#### Information supplied:
--- BEGIN ---

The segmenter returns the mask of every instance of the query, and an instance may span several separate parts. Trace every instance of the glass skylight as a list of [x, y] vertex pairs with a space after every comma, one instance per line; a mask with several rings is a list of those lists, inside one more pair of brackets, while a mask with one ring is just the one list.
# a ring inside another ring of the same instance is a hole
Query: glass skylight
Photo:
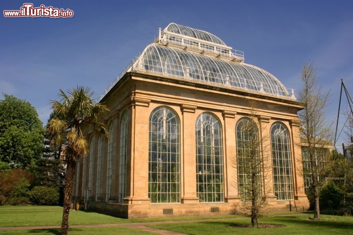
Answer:
[[168, 31], [168, 32], [174, 32], [177, 33], [178, 34], [187, 36], [226, 46], [226, 44], [222, 40], [212, 33], [200, 29], [195, 29], [195, 28], [192, 28], [187, 26], [181, 26], [175, 23], [170, 24], [163, 31]]
[[276, 96], [290, 96], [275, 76], [256, 66], [157, 43], [146, 48], [133, 69]]

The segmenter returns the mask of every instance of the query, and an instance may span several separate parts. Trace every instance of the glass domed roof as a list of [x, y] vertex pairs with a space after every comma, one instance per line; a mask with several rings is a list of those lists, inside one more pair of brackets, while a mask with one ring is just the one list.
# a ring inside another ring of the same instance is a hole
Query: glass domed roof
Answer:
[[159, 28], [156, 43], [147, 46], [117, 77], [101, 99], [126, 72], [145, 71], [295, 100], [293, 89], [290, 94], [275, 76], [244, 60], [243, 52], [226, 45], [213, 34], [171, 23], [163, 31]]
[[133, 69], [290, 97], [286, 89], [275, 76], [256, 66], [212, 58], [158, 43], [146, 48]]
[[226, 44], [222, 40], [212, 33], [175, 23], [170, 24], [163, 31], [177, 33], [178, 34], [226, 46]]

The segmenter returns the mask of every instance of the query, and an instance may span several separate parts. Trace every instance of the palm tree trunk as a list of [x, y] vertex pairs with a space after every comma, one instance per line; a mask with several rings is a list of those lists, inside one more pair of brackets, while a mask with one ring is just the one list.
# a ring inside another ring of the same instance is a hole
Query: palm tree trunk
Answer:
[[64, 187], [64, 209], [60, 231], [62, 235], [67, 235], [69, 230], [69, 213], [71, 205], [76, 168], [76, 161], [71, 160], [67, 162]]

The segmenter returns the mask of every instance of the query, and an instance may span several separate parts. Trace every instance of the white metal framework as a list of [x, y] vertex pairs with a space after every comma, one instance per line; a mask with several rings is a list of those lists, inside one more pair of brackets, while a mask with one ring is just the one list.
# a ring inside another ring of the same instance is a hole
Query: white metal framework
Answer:
[[114, 123], [110, 123], [109, 127], [109, 138], [108, 142], [108, 152], [107, 155], [107, 178], [105, 201], [108, 202], [111, 196], [112, 176], [113, 174], [113, 149], [114, 144]]
[[118, 202], [123, 203], [126, 194], [126, 155], [128, 119], [126, 111], [120, 125], [120, 163], [119, 166], [119, 191]]
[[180, 203], [180, 124], [162, 106], [150, 116], [149, 197], [151, 203]]
[[293, 199], [293, 174], [289, 132], [282, 123], [271, 129], [271, 152], [275, 195], [278, 200]]
[[143, 71], [295, 100], [275, 76], [243, 63], [244, 52], [228, 47], [204, 31], [170, 24], [156, 43], [148, 46], [101, 96], [113, 88], [126, 72]]
[[142, 71], [288, 98], [275, 76], [253, 65], [212, 58], [159, 44], [149, 45], [132, 68]]
[[[238, 121], [236, 128], [238, 191], [242, 201], [252, 198], [255, 189], [261, 197], [261, 181], [258, 130], [253, 121], [247, 117]], [[255, 184], [252, 185], [252, 180]]]
[[222, 125], [213, 114], [196, 119], [197, 194], [200, 202], [224, 201]]
[[98, 200], [101, 192], [101, 172], [102, 151], [103, 150], [103, 139], [98, 138], [98, 149], [97, 153], [97, 179], [96, 182], [96, 201]]

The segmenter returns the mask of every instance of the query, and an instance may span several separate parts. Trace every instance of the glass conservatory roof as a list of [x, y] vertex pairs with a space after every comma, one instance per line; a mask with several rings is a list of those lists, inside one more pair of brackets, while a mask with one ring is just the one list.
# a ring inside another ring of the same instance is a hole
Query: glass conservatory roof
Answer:
[[146, 48], [132, 69], [290, 97], [286, 89], [275, 76], [256, 66], [212, 58], [158, 43]]
[[145, 71], [205, 83], [295, 100], [275, 76], [244, 63], [244, 52], [232, 49], [204, 31], [175, 23], [147, 46], [102, 94], [102, 98], [126, 71]]
[[187, 26], [181, 26], [175, 23], [170, 24], [163, 31], [176, 33], [178, 34], [187, 36], [197, 38], [198, 39], [226, 46], [226, 44], [222, 40], [212, 33], [200, 29], [195, 29], [195, 28], [192, 28]]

--- END ---

#### Exercise aim:
Every line above should be repeated exactly; pictures stay out of the copy.

#### Expected output:
The segmenter returns the mask of every instance of the query, and an instance may span several separate parts. Trace every instance of the glass skylight as a list of [x, y] vertex pairs with a space after every comma, one instance per line; a mask with several rings is a list of those lists, inside one more pair of brackets, while a mask with one ring is just the one list.
# a ring inside another ring of the same instance is a hole
Query: glass skylight
Photo:
Answer:
[[168, 31], [168, 32], [174, 32], [177, 33], [178, 34], [187, 36], [226, 46], [226, 44], [222, 40], [212, 33], [200, 29], [195, 29], [195, 28], [192, 28], [187, 26], [181, 26], [175, 23], [170, 24], [163, 31]]
[[276, 96], [290, 96], [275, 76], [256, 66], [157, 43], [146, 48], [133, 69]]

The segmenter returns the mask of every instance of the query, and an instance may span several separate parts. Trace every instance of the glass domed roof as a list of [x, y] vertex pairs with a space after every comma, one instance per line; a mask with several rings is a list of those lists, inside one more pair of brackets, while a mask with one ring is just the one list.
# a ring inside another ring of the same instance is a hole
Query: glass domed roof
Answer:
[[159, 28], [156, 43], [147, 46], [117, 77], [101, 99], [126, 72], [145, 71], [295, 100], [293, 89], [290, 94], [275, 76], [244, 60], [243, 52], [226, 45], [213, 34], [171, 23], [163, 31]]
[[133, 69], [290, 97], [286, 89], [275, 76], [256, 66], [212, 58], [158, 43], [146, 48]]
[[226, 44], [222, 40], [212, 33], [175, 23], [170, 24], [163, 31], [177, 33], [178, 34], [226, 46]]

The segmenter returns the mask of every instance of the query, and an instance may span several separate parts. Trace every instance of the palm tree trunk as a list of [x, y] vertex pairs with a space after every comma, one instance per line; a mask with several rings is a list of those lists, inside one more pair of brackets, while a mask with one ring is just the one list.
# a ring inside another ring of the same instance is a hole
Query: palm tree trunk
Answer:
[[64, 187], [64, 209], [60, 231], [62, 235], [67, 235], [69, 230], [69, 213], [71, 205], [76, 168], [76, 161], [71, 160], [67, 162]]

The segmenter returns the mask of every instance of the query, and an instance may span several separate parts. Trace every instance of the white metal framework as a list of [x, y] vertex pairs with a space after every comma, one instance per line; a mask with several rings is a list of those lists, inside one more pair of brackets, while a mask with one ring is just the one list.
# a ring inside another ring of the same instance is a hole
Query: white metal framework
Answer:
[[114, 123], [110, 123], [109, 127], [109, 138], [108, 142], [108, 152], [107, 155], [107, 178], [105, 201], [108, 202], [111, 196], [112, 176], [113, 174], [113, 149], [114, 144]]
[[118, 202], [123, 203], [126, 194], [126, 155], [128, 119], [126, 111], [120, 125], [120, 163], [119, 166], [119, 191]]
[[180, 203], [180, 124], [162, 106], [150, 116], [149, 197], [151, 203]]
[[293, 199], [293, 174], [289, 132], [282, 123], [271, 129], [271, 152], [275, 195], [278, 200]]
[[143, 71], [295, 100], [275, 76], [243, 63], [244, 52], [228, 47], [204, 31], [170, 24], [156, 43], [148, 46], [101, 96], [113, 88], [126, 72]]
[[142, 71], [288, 98], [275, 76], [253, 65], [212, 58], [159, 44], [149, 45], [132, 68]]
[[[238, 121], [236, 128], [238, 191], [242, 201], [252, 198], [255, 189], [261, 197], [261, 181], [258, 130], [253, 121], [247, 117]], [[255, 184], [252, 185], [252, 180]]]
[[222, 125], [213, 114], [196, 119], [197, 194], [200, 202], [224, 201]]
[[98, 200], [101, 192], [101, 172], [102, 151], [103, 150], [103, 139], [98, 138], [98, 149], [97, 153], [97, 179], [96, 182], [96, 201]]

The segmenter returns the mask of every instance of the query, and an instance may span several separate parts. Trace every instance of the glass conservatory roof as a list of [x, y] vertex pairs with a space after every comma, one instance per line; a mask with several rings is a list of those lists, inside one more pair of brackets, while a mask with one ring is just the one list.
# a ring inside another ring of the same instance is a hole
Query: glass conservatory roof
Answer:
[[146, 48], [132, 69], [290, 97], [286, 89], [275, 76], [256, 66], [212, 58], [158, 43]]
[[145, 71], [205, 83], [295, 100], [275, 76], [244, 63], [244, 52], [232, 49], [204, 31], [175, 23], [147, 46], [102, 94], [102, 98], [126, 71]]
[[187, 26], [181, 26], [175, 23], [170, 24], [163, 31], [176, 33], [178, 34], [187, 36], [197, 38], [198, 39], [226, 46], [226, 44], [222, 40], [212, 33], [200, 29], [195, 29], [195, 28], [192, 28]]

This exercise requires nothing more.